| Exercices à faire |
A) Dans le texte sur Paco Rubio, relevez tous les joueurs nommés comme pouvant témoigner de l'heureux temps vécu à l'ASNL.
B) Recopiez fidèlement le passage du texte sur Paco Rubio qui va de « Trente ans après, il » jusqu'à « de Montréal ! ».
C) Reprenez, s'il vous plaît, le texte sur Paco Rubio à la suite de sa dernière phrase.

| Texte extrait |
- - - -

Trente ans après, il n’est pas rare qu’on présente Paco, référence majestueuse, comme quelqu'un qui a joué avec Michel Platini. « Et moi, je réponds que c’est Platini qui a joué avec moi ! », se marre Rubio, l’un des admirateurs inoxydables de l’ex-capitaine de l’équipe de France devenu président de l’UEFA. Que de barouds ont-ils menés ensemble, aussi bien en Division 1 que dans la sélection olympique où ils étaient également complices jusqu’à gagner leur billet pour les JO de Montréal !
« Le Lycée Papillon, se rappelle Paco Rubio, c’était notre bonheur de vivre. Avec les copains, on ne pensait qu’au football. A l’ASNL, on s’est réellement fait plaisir. » Olivier Rouyer, Carlos Curbelo, Philippe Jeannol, Jacky Perdrieau, Jean-Michel Moutier et tant d’autres témoigneraient de cet heureux temps où les résultats tombaient dans l’escarcelle du club, pour le plus grand plaisir de Claude Cuny et Antoine Redin, les pionniers. « M. Cuny a réussi de belles choses pour le football nancéien. Il était dur en affaires, mais il pensait à nous, les joueurs. »
La victoire en finale de la Coupe de France, le 13 mai 1978 au Parc des Princes, constitue le seul trophée de la carrière de Rubio. Hormis une montée en D1 avec l’OM, il n’a rien obtenu. Aussi ce tour d’honneur parisien, sous l’œil défait de l’OGC Nice et le regard pétillant de bonheur de Sylvain Jannaud, l’ami à la vie ravagée par un terrible accident, laissera à jamais crépiter une étincelle de lumière dans la mémoire de Paco Rubio.
« Cette victoire en Coupe de France, dit-il, c’est un formidable moment de ma vie professionnelle. Je le garde au fond de moi comme un trésor, mais j’ai vécu beaucoup d’autres instants exceptionnels pendant ma carrière. Ce match de championnat à Nice (leader de Division 1) où nous l’avons emporté 7-3, avec une prestation galactique de Michel Platini, quelle épopée ! Mais si j’ai un regret à formuler, c’est notre élimination devant le Servette de Genève en Coupe d’Europe, après une qualification aux dépens de Copenhague. On avait les moyens de passer ce tour et de poursuivre l’aventure un peu plus loin. Il aurait fallu gagner le match aller en Suisse, où j'avais inscrit un but. »

- - - -

| Données répertoriées |
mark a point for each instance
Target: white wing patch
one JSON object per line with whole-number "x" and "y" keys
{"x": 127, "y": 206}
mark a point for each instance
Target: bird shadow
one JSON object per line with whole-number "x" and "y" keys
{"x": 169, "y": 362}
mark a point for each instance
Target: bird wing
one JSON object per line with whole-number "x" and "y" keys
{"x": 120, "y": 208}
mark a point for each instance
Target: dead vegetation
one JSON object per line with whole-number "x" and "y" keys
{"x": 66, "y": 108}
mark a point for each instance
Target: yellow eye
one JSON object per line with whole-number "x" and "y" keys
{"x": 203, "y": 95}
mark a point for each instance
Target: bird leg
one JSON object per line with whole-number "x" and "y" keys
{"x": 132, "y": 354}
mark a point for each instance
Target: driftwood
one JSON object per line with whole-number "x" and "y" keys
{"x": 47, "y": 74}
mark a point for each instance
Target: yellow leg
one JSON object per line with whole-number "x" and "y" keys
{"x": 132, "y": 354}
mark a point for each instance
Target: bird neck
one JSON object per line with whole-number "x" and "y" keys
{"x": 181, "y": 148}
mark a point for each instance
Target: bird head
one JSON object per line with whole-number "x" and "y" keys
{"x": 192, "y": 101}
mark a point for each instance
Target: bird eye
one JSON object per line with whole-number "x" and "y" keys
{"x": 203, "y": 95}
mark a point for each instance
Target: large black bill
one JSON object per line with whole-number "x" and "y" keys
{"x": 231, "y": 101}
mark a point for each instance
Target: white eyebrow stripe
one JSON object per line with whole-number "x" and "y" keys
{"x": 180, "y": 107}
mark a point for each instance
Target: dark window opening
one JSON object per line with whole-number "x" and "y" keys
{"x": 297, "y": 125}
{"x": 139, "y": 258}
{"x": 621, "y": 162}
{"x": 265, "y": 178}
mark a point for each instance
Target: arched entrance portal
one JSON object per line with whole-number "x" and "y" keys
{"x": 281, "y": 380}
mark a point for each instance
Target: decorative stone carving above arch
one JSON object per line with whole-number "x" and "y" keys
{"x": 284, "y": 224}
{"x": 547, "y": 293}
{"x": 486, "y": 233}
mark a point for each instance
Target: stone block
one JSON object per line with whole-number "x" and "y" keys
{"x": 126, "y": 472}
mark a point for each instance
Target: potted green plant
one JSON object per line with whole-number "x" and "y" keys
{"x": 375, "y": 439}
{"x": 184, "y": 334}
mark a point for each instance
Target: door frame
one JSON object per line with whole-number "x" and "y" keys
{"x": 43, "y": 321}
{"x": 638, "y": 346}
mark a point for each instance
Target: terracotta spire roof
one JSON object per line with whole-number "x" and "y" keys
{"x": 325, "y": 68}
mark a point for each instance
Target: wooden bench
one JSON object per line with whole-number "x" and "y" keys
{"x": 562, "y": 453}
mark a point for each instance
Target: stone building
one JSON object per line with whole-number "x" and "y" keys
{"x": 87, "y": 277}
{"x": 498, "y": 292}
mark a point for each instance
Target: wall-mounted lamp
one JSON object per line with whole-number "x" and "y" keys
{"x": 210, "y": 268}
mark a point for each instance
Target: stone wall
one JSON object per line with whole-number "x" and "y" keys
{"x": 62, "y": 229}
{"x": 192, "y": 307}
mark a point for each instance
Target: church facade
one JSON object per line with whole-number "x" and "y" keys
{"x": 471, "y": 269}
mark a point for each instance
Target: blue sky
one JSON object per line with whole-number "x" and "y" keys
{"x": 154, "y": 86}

- - - -

| Réponses aux exercices |
A) Olivier Rouyer, Carlos Curbelo, Philippe Jeannol, Jacky Perdrieau, Jean-Michel Moutier

B)
Trente ans après, il n’est pas rare qu’on présente Paco, référence majestueuse, comme quelqu'un qui a joué avec Michel Platini. « Et moi, je réponds que c’est Platini qui a joué avec moi ! », se marre Rubio, l’un des admirateurs inoxydables de l’ex-capitaine de l’équipe de France devenu président de l’UEFA. Que de barouds ont-ils menés ensemble, aussi bien en Division 1 que dans la sélection olympique où ils étaient également complices jusqu’à gagner leur billet pour les JO de Montréal !

C)
Rubio était un avaleur d’espaces, il n’était jamais à bout de ressources. Un grand monsieur comme Carlos Curbelo dit souvent que Paco n’a pas obtenu la consécration internationale qu’il eût méritée. Venu de Montluçon où l’avaient repéré les recruteurs de l’AS Nancy-Lorraine, le chevalier blond ne choisissait pas les matches où il aurait pu lever le pied. « Pour moi, il n’y avait pas de différences entre Saint-Etienne et Laval. Le match nécessitait un engagement de quatre vingt-dix minutes et je m’arrachais toujours. »
Nancy reste l’un de ses points d’ancrage, quoiqu’il n’y vienne plus très souvent. Le parcours de l’ASNL intéresse cet habitué du Parc des Princes et il n’était pas question que Paco manquât le rendez-vous du quarantième anniversaire auquel l’avait convié Jacques Rousselot, un soir de novembre 2007. Lorsqu’il remet les pieds à Marcel-Picot, dont le profil n’est pourtant plus celui des années 70-80, il revoit quelques-unes des scènes dont il a jadis participé à la signature du contenu. « L'ASNL, résume t-il, c'est une grande partie de ma jeunesse et de mes joies de footballeur. » Paco, ton beau maillot rouge et blanc est la tunique dont les anciens n'ont pas fini d'habiller leurs souvenirs. Et, pour beaucoup, Marcel-Picot a un petit air nostalgique de Marcel Paco.
Journaliste honoraire, auteur de « AS Nancy-Lorraine, des épopées et des hommes » (Editions Alan Sutton, collection Mémoire du Football).